▶ Exercise details:
Set down the full listing below word for word; pictures stay out of the copy.

━━━━

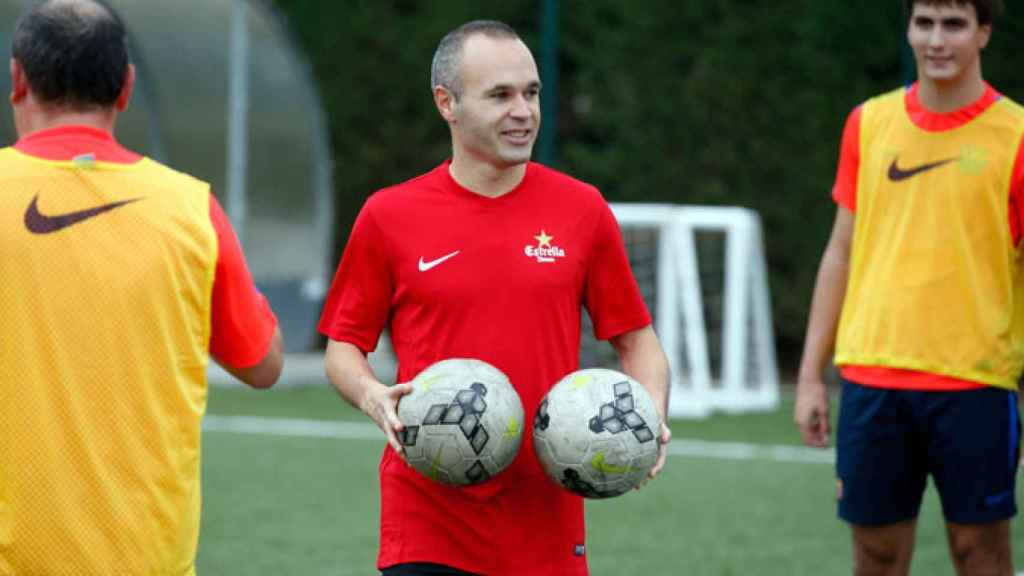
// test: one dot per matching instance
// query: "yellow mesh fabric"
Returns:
(102, 366)
(935, 282)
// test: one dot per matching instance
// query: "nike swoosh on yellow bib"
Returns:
(896, 173)
(38, 222)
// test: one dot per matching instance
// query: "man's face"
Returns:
(946, 40)
(498, 114)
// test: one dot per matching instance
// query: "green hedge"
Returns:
(725, 103)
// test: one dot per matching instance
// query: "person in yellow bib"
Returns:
(920, 294)
(119, 279)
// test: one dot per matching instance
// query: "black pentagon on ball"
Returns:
(633, 420)
(477, 474)
(408, 437)
(479, 439)
(453, 415)
(542, 420)
(643, 435)
(434, 414)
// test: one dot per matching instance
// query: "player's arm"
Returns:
(245, 338)
(350, 374)
(264, 373)
(811, 410)
(643, 360)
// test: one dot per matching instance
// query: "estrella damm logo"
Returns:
(544, 251)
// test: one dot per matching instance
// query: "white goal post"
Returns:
(702, 273)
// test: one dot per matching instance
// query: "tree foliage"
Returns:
(725, 103)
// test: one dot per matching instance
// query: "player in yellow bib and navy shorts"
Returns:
(921, 295)
(119, 279)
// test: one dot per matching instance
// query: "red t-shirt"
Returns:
(242, 323)
(455, 274)
(845, 194)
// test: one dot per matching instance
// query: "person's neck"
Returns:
(34, 118)
(484, 178)
(948, 96)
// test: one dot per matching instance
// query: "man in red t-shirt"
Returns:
(449, 262)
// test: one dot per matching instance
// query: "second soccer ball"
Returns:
(463, 421)
(596, 433)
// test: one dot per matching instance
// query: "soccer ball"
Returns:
(463, 421)
(596, 433)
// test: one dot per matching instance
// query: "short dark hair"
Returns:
(444, 68)
(74, 52)
(988, 10)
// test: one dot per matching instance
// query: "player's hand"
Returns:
(811, 412)
(382, 406)
(664, 438)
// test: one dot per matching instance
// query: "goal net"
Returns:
(702, 275)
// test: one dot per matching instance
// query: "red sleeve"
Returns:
(242, 322)
(1017, 195)
(359, 299)
(845, 189)
(610, 293)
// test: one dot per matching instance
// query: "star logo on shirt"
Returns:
(544, 251)
(543, 240)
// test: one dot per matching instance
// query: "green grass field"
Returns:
(305, 505)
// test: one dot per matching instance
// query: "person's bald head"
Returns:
(74, 52)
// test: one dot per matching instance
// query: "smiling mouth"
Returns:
(517, 134)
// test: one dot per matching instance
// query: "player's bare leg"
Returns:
(981, 549)
(883, 550)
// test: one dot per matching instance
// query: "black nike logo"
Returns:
(41, 223)
(896, 174)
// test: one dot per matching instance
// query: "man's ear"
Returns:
(445, 101)
(126, 91)
(18, 82)
(984, 35)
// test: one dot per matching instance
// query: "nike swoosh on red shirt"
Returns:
(896, 173)
(38, 222)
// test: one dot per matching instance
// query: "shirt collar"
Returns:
(935, 121)
(71, 141)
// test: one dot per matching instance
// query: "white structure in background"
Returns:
(702, 273)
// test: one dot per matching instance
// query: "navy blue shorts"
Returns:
(889, 441)
(423, 569)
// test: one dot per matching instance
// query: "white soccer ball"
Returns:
(463, 421)
(596, 433)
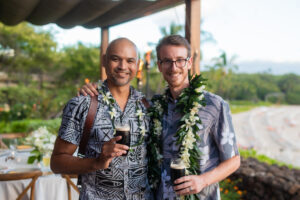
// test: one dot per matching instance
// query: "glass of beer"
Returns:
(124, 131)
(177, 168)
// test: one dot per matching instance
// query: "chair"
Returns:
(70, 183)
(23, 175)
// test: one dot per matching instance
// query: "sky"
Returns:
(262, 35)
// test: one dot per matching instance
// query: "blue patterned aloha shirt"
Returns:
(218, 143)
(113, 183)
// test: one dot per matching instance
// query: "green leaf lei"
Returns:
(189, 102)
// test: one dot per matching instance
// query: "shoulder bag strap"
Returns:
(145, 102)
(88, 125)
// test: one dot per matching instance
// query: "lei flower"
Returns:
(190, 101)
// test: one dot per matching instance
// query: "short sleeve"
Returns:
(73, 119)
(224, 133)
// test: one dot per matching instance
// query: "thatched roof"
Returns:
(88, 13)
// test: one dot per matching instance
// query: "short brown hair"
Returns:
(176, 40)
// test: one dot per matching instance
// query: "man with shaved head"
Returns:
(109, 170)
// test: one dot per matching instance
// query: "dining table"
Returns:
(48, 186)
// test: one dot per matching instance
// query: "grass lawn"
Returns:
(242, 106)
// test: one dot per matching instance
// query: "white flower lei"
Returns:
(110, 101)
(189, 102)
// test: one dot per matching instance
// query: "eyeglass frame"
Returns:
(172, 61)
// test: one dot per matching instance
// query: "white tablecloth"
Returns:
(50, 187)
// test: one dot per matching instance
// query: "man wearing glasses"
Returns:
(219, 152)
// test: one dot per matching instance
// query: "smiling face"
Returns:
(121, 62)
(177, 77)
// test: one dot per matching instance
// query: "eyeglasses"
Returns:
(179, 63)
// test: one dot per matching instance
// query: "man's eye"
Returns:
(114, 59)
(180, 60)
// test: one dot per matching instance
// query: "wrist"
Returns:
(100, 163)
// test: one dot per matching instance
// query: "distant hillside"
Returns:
(269, 67)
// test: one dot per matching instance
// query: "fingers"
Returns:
(92, 88)
(110, 149)
(85, 91)
(89, 89)
(182, 179)
(115, 139)
(184, 185)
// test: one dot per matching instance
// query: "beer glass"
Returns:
(177, 169)
(124, 131)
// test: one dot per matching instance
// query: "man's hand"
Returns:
(192, 184)
(88, 89)
(110, 150)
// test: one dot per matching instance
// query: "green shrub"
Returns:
(28, 125)
(229, 189)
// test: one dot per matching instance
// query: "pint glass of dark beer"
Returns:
(177, 168)
(124, 131)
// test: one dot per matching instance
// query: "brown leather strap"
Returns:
(145, 102)
(88, 125)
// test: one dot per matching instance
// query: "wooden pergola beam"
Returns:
(192, 31)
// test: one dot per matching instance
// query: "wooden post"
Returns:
(104, 45)
(192, 30)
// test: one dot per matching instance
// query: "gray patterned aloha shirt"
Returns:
(115, 182)
(217, 143)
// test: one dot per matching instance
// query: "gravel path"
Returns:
(272, 131)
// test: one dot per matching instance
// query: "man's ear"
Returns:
(190, 63)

━━━━

▶ Output below:
// test: one dot per matching instance
// query: "yellow mesh fabric"
Returns:
(102, 366)
(935, 282)
// test: one dot per matching instance
// query: "nike swoosh on yellow bib"
Returns:
(896, 173)
(38, 222)
// test: one dot per matching instance
// query: "man's face"
Returns:
(946, 40)
(498, 114)
// test: one dot per matching instance
// query: "green hedge"
Returns:
(725, 103)
// test: one dot per matching instance
// query: "person in yellow bib"
Returns:
(920, 294)
(119, 279)
// test: one dot per matching instance
// query: "black pentagon on ball"
Returns:
(633, 420)
(477, 474)
(408, 437)
(479, 439)
(453, 415)
(542, 420)
(643, 435)
(434, 414)
// test: one dot per matching instance
// query: "player's arm"
Returns:
(245, 338)
(350, 374)
(264, 373)
(811, 410)
(643, 360)
// test: one dot per matching instance
// query: "estrella damm logo"
Returns:
(544, 251)
// test: one dot per matching instance
// query: "white goal post"
Returns:
(702, 273)
// test: one dot per matching instance
// query: "tree foliage"
Returns:
(725, 103)
// test: one dot per matching instance
// query: "player in yellow bib and navy shorts"
Returns:
(921, 295)
(119, 279)
// test: one dot per matching instance
// query: "red t-shirt"
Returns:
(242, 323)
(455, 274)
(845, 194)
// test: one dot per matching instance
// query: "person's neck"
Returns:
(34, 118)
(484, 178)
(948, 96)
// test: one dot per matching instance
// query: "man in red t-shirt"
Returns:
(449, 262)
// test: one dot per matching instance
// query: "second soccer ball"
Returns:
(463, 421)
(596, 433)
// test: one dot per matching instance
// query: "soccer ball"
Returns:
(463, 421)
(596, 433)
// test: one dot per matching instance
// query: "short dark hair"
Returns:
(444, 68)
(74, 52)
(988, 10)
// test: one dot per matching instance
// query: "player's hand"
Returns:
(811, 412)
(382, 406)
(664, 438)
// test: one dot per matching instance
// query: "goal net"
Returns:
(702, 275)
// test: one dot per matching instance
// query: "red sleeve"
Returns:
(242, 322)
(1017, 195)
(359, 299)
(845, 189)
(610, 293)
// test: one dot per matching instance
// query: "star logo on shirt"
Returns:
(544, 251)
(543, 240)
// test: one dot per matching instance
// query: "green grass field"
Returns:
(305, 505)
// test: one dot per matching instance
// query: "person's bald head"
Returns:
(74, 52)
// test: one dot per matching instance
// query: "smiling mouth"
Returns:
(517, 134)
// test: one dot per matching instance
// query: "player's bare leg"
Returns:
(981, 549)
(883, 550)
// test: one dot per matching instance
// query: "black nike logo"
Returns:
(41, 223)
(896, 174)
// test: one dot per matching instance
// query: "man's ear"
Returns:
(445, 101)
(126, 91)
(18, 82)
(984, 35)
// test: one dot per matching instance
// query: "nike swoosh on red shirt"
Returns:
(896, 173)
(38, 222)
// test: one dot per matching instance
// query: "shirt collar"
Returns:
(935, 121)
(71, 141)
// test: one dot per matching instance
// query: "white structure in background"
Returns:
(702, 273)
// test: one dot per matching instance
// query: "navy blue shorts"
Returns:
(889, 441)
(423, 569)
// test: one dot per matching instance
// query: "white soccer ball"
Returns:
(463, 421)
(596, 433)
// test: one dot per matching instance
// query: "glass of beer"
Returns:
(124, 131)
(177, 168)
// test: one dot per matching instance
// query: "chair"
Returns:
(70, 183)
(23, 175)
// test: one dot per matching instance
// query: "sky"
Returns:
(262, 35)
// test: one dot per matching instance
// query: "blue patterned aloha shirt"
Returns:
(218, 143)
(113, 183)
// test: one dot per matching instance
// query: "green leaf lei"
Returns:
(189, 102)
// test: one dot per matching instance
// query: "shoulder bag strap"
Returns:
(145, 102)
(88, 125)
// test: one dot per matching instance
// query: "lei flower"
Returns:
(190, 101)
// test: one dot per matching instance
// query: "short sleeve"
Returns:
(73, 119)
(224, 133)
// test: one dot per matching instance
// query: "thatched roof"
Returns:
(88, 13)
// test: one dot per matching instance
// query: "short brown hair"
Returns:
(176, 40)
// test: one dot per matching instance
// query: "man with shaved head"
Returns:
(109, 170)
// test: one dot per matching instance
// query: "dining table"
Returns:
(48, 186)
// test: one dot per matching instance
// query: "grass lawn"
Returns:
(242, 106)
// test: one dot per matching instance
// query: "white flower lei"
Returns:
(110, 101)
(189, 102)
// test: one dot per matching instance
// query: "eyeglass frame"
Returns:
(172, 61)
// test: one dot per matching instance
// query: "white tablecloth"
Returns:
(50, 187)
// test: one dot per matching instance
// query: "man wearing glasses"
Returns:
(219, 152)
// test: one dot per matching instance
// query: "smiling face"
Returns:
(121, 62)
(177, 77)
// test: one dot per matching instance
// query: "eyeglasses"
Returns:
(179, 63)
// test: one dot per matching instance
// query: "man's eye"
Returns:
(114, 59)
(180, 60)
// test: one dot per matching instance
// query: "wrist"
Returns:
(100, 163)
// test: one dot per matching instance
// query: "distant hillside"
Returns:
(269, 67)
// test: one dot per matching instance
// query: "fingers"
Returns:
(92, 88)
(110, 149)
(85, 91)
(89, 89)
(182, 179)
(115, 139)
(184, 185)
// test: one dot per matching instance
// query: "beer glass"
Returns:
(177, 169)
(124, 131)
// test: one dot per matching instance
// query: "man's hand"
Returns:
(192, 184)
(88, 89)
(110, 150)
// test: one dot per matching instance
// query: "green shrub"
Returns:
(28, 125)
(229, 189)
// test: one dot per matching instance
// query: "pint glass of dark beer"
Returns:
(177, 168)
(124, 131)
// test: one dot per matching instance
// query: "brown leather strap"
Returns:
(145, 102)
(88, 125)
// test: one dot per matching instance
// query: "wooden pergola beam"
Returns:
(192, 31)
// test: one dot per matching instance
// query: "wooden post"
Returns:
(104, 45)
(192, 30)
// test: one dot per matching instance
// query: "gray patterned aloha shirt"
Returns:
(115, 182)
(217, 143)
// test: one dot per matching instance
// query: "gravel path"
Returns:
(272, 131)
// test: one dot per matching instance
// query: "man's ear"
Returns:
(190, 63)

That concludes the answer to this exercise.